[Rows from a pointing dataset]
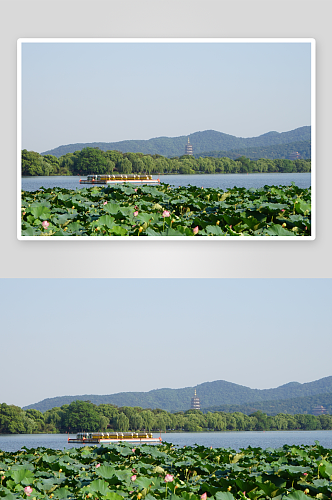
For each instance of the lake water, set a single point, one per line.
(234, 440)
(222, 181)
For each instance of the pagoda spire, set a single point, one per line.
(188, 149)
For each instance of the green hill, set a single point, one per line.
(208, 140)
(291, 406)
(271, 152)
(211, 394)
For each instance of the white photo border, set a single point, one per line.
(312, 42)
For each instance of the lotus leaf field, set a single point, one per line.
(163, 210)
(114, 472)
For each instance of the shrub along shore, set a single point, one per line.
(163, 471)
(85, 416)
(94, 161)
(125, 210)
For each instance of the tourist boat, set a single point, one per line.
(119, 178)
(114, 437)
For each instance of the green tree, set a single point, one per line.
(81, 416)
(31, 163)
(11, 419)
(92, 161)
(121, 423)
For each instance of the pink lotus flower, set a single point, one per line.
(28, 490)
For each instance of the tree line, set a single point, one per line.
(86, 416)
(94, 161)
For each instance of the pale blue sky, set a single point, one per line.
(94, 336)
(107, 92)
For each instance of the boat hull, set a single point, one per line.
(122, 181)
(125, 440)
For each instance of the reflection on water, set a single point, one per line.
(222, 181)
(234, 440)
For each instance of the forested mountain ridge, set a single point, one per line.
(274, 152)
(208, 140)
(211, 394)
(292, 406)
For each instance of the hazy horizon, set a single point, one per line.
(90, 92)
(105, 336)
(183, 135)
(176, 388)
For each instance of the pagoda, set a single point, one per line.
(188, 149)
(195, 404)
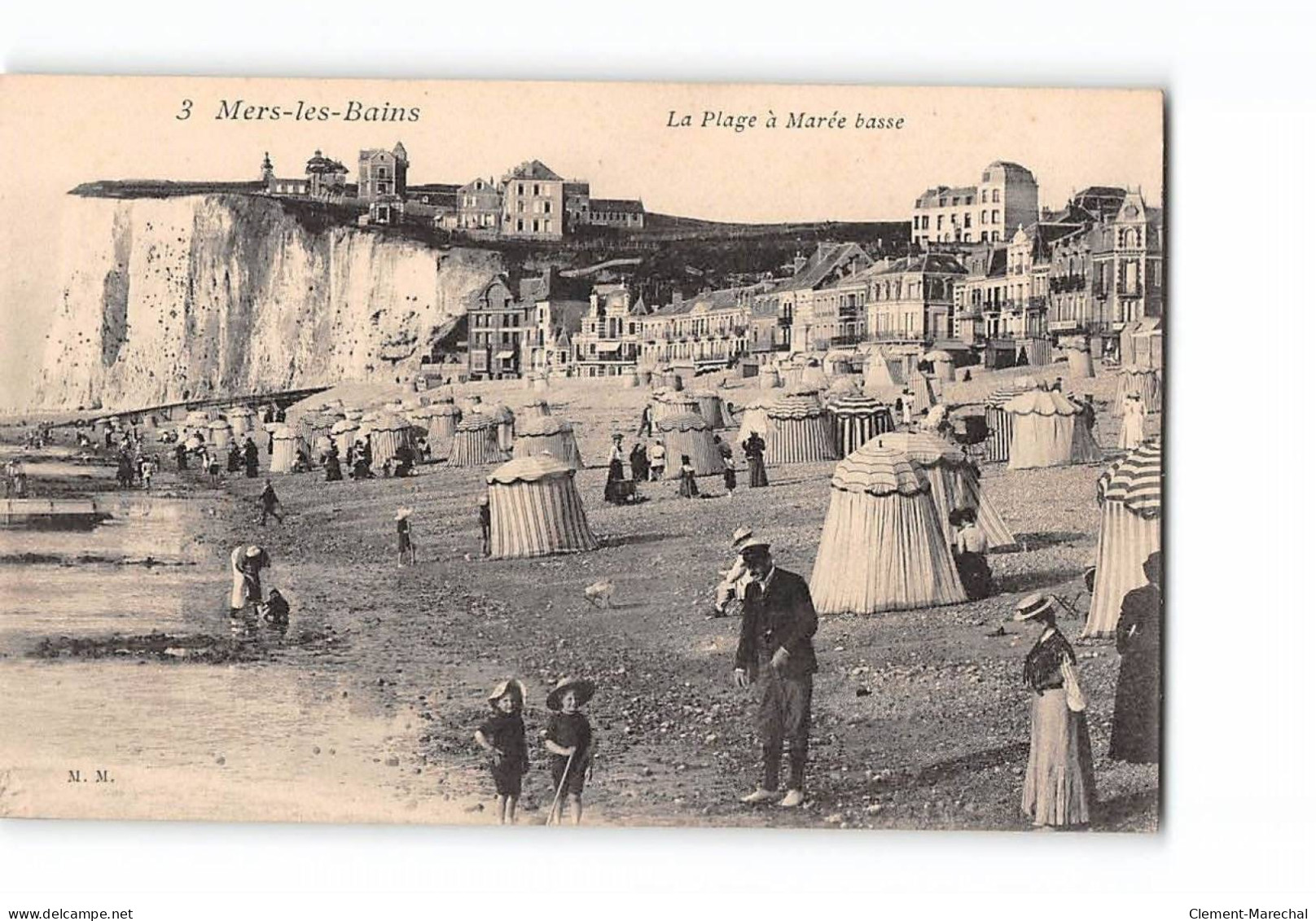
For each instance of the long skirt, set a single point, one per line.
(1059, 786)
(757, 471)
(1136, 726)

---

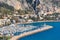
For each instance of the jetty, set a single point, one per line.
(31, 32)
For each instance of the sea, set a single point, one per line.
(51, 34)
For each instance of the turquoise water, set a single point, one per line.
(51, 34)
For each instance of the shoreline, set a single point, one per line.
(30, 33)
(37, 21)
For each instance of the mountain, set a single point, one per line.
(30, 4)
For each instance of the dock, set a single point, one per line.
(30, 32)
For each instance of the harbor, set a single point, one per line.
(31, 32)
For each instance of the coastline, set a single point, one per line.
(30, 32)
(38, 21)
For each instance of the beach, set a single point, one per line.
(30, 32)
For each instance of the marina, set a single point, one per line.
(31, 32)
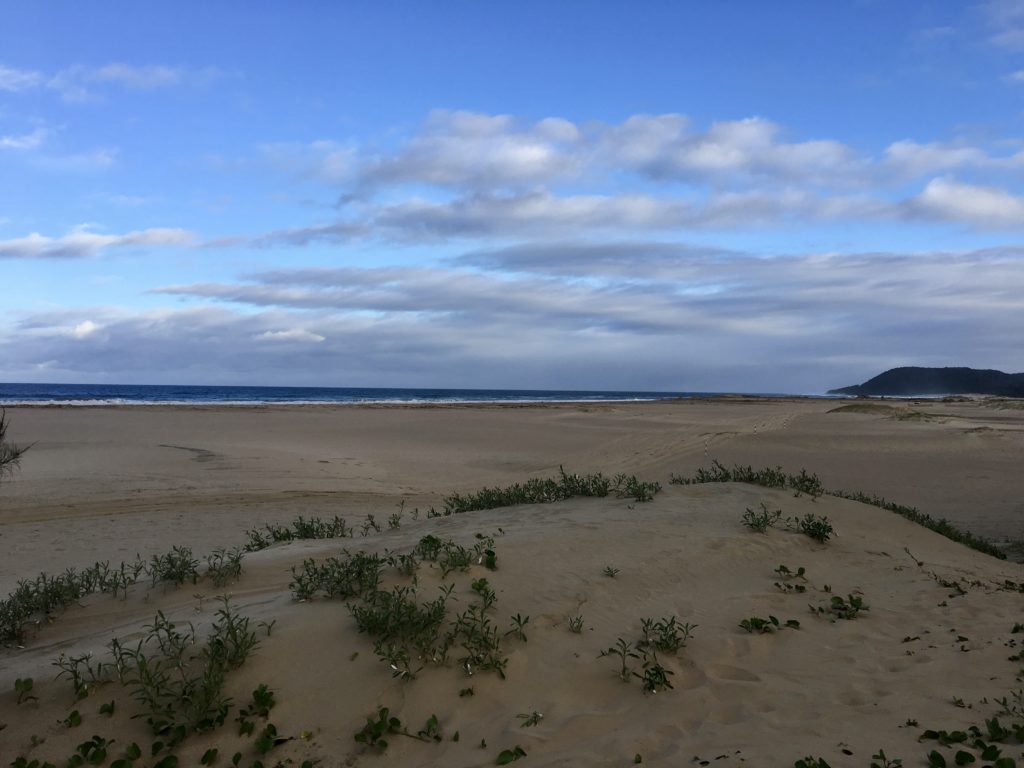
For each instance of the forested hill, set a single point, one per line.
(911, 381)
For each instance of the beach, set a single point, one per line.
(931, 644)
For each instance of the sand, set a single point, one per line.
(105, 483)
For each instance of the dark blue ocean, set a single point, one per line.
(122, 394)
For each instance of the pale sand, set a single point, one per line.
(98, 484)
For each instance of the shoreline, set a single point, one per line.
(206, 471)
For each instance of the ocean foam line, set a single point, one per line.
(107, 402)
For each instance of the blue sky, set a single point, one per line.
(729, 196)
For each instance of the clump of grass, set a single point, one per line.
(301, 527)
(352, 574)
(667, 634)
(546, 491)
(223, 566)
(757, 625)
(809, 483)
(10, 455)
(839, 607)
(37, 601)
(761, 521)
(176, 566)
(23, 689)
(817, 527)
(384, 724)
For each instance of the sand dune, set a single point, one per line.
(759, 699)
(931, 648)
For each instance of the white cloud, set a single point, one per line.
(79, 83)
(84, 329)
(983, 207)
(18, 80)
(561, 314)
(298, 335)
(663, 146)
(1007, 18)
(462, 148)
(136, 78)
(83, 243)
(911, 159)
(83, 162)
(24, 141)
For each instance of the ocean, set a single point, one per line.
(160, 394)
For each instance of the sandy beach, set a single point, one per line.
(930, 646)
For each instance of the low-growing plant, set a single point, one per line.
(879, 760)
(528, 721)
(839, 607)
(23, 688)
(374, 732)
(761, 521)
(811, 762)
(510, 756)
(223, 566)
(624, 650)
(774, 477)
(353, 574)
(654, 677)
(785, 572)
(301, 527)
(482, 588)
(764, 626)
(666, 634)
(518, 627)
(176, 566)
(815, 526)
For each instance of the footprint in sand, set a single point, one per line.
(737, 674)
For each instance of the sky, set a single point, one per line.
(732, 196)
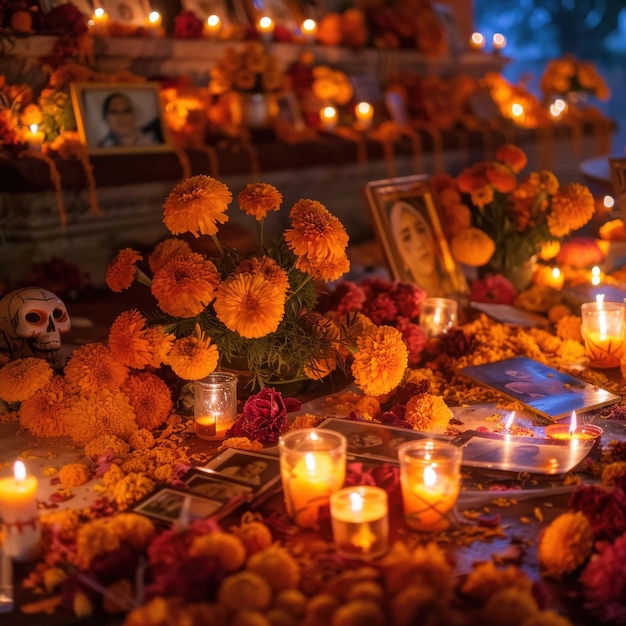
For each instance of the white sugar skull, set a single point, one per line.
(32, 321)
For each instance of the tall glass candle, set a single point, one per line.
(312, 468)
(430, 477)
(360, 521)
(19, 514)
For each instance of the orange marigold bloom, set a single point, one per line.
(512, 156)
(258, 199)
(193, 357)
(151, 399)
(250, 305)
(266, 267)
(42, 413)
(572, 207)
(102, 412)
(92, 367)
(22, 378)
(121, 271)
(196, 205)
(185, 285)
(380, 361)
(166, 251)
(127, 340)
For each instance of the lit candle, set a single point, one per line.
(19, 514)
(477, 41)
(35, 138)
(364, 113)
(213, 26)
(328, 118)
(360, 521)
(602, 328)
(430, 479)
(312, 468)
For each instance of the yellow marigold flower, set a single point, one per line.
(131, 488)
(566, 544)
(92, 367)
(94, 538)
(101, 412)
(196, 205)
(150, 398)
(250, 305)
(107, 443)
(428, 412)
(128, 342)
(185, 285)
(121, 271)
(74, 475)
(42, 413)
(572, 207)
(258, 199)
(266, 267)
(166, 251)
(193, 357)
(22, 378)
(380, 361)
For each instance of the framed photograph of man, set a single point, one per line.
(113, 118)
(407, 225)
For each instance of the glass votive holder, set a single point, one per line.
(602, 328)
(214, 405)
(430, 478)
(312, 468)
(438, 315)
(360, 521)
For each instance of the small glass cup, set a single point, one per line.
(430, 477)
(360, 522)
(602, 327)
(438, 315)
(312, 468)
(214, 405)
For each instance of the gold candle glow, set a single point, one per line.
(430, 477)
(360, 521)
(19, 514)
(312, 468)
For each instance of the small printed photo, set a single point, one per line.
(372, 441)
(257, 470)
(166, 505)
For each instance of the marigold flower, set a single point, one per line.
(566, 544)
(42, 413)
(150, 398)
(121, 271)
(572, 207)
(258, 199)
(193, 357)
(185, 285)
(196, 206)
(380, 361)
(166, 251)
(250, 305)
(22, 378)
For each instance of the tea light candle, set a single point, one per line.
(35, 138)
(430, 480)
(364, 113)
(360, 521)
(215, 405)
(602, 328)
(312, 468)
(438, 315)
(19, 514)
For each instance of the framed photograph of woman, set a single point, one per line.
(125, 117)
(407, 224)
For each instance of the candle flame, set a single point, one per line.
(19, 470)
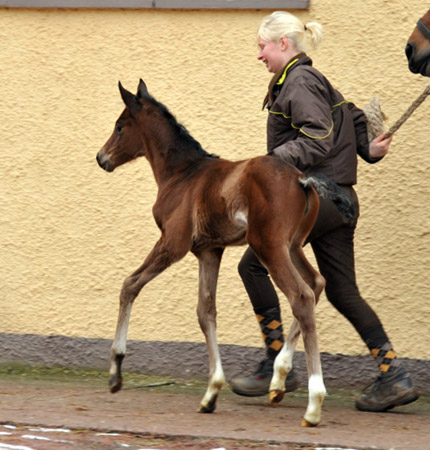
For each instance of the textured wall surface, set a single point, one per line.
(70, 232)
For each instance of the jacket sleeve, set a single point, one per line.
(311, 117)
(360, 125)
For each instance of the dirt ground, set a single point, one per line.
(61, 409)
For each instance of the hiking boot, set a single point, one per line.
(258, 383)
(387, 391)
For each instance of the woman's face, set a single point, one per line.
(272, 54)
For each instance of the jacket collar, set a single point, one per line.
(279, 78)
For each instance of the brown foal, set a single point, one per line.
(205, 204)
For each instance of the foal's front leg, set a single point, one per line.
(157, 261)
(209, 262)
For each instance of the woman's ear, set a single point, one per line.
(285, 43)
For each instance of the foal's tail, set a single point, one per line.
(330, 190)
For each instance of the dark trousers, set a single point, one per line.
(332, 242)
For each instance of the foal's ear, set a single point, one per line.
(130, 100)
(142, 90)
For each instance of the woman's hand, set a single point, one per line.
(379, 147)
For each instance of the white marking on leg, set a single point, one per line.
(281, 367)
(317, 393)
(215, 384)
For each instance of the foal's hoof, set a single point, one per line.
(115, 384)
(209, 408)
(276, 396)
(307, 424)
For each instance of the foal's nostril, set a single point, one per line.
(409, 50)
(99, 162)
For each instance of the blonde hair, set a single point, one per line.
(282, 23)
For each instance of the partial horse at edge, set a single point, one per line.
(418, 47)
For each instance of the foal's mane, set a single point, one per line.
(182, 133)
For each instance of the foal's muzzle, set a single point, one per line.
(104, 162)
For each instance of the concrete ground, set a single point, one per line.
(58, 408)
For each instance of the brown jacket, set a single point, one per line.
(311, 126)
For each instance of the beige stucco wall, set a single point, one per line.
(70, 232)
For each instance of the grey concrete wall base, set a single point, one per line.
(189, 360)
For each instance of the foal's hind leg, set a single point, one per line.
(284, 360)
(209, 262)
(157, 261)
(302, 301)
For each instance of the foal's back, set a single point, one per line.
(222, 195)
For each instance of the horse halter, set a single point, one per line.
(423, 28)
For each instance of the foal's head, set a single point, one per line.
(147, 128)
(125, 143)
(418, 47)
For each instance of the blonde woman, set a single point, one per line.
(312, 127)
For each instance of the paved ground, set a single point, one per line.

---

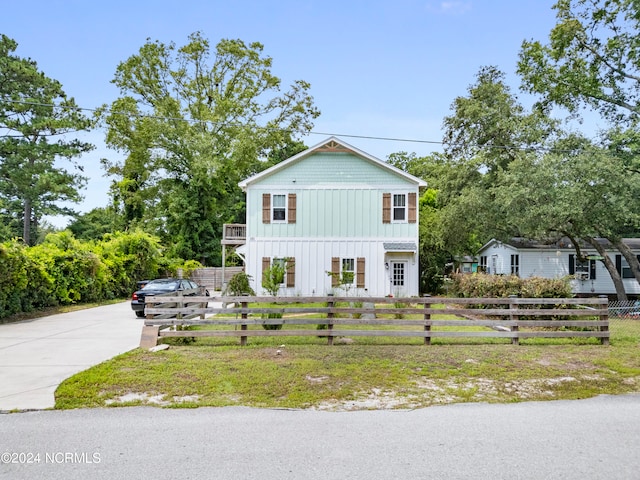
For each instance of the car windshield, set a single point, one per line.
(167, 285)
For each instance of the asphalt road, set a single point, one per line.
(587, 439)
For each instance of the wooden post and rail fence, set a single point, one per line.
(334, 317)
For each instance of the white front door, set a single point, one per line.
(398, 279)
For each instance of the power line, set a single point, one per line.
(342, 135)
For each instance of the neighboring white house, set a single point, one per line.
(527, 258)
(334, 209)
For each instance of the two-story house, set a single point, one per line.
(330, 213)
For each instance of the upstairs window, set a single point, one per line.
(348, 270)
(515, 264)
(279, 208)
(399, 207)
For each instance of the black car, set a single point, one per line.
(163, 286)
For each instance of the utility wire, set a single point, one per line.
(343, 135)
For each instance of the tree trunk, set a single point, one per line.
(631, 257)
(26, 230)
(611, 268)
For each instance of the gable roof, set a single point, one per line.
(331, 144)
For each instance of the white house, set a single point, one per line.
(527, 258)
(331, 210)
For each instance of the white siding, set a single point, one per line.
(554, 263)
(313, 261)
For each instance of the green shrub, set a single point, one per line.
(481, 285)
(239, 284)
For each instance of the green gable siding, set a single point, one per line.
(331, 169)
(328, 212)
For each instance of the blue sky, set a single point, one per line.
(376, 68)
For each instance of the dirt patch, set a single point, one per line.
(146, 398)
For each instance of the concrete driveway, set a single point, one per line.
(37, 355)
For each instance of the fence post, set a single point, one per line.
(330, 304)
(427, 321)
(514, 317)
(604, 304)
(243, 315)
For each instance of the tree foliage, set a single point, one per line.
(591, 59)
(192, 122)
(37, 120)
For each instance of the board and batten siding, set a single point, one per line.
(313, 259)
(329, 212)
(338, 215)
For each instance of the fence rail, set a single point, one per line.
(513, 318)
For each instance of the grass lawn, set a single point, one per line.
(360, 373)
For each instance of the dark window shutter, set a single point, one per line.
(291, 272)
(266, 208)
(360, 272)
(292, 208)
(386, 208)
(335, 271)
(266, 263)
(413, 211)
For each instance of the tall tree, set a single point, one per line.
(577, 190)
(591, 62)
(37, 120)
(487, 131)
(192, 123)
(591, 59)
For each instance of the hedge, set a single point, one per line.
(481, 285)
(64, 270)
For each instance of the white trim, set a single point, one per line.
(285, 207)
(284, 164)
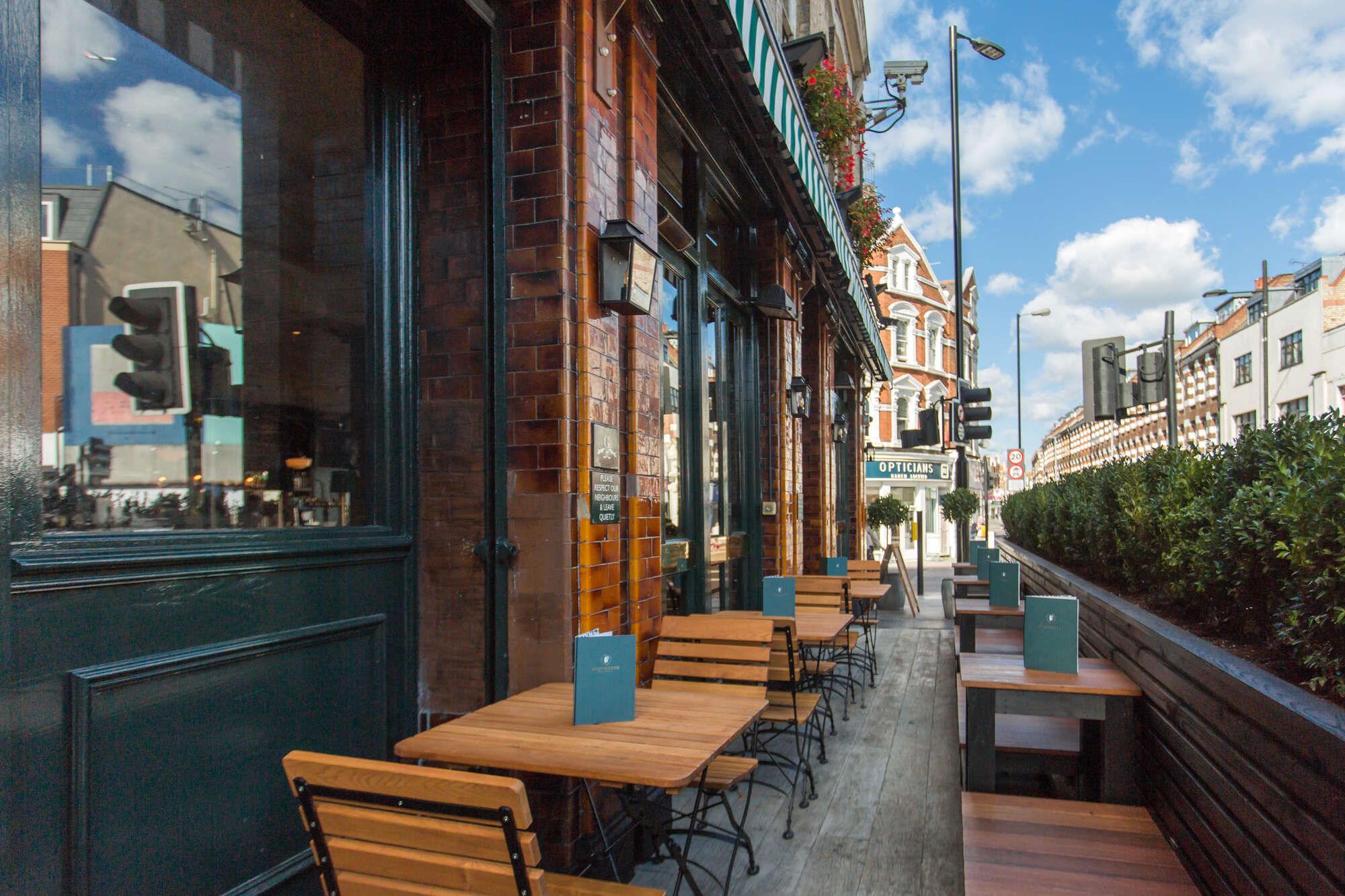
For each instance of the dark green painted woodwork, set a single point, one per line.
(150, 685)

## What to produce
State how many lines of the items above contain the string "jacket", treating uppercase and lowercase as distinct. Give only the number.

## Output for this exercise
3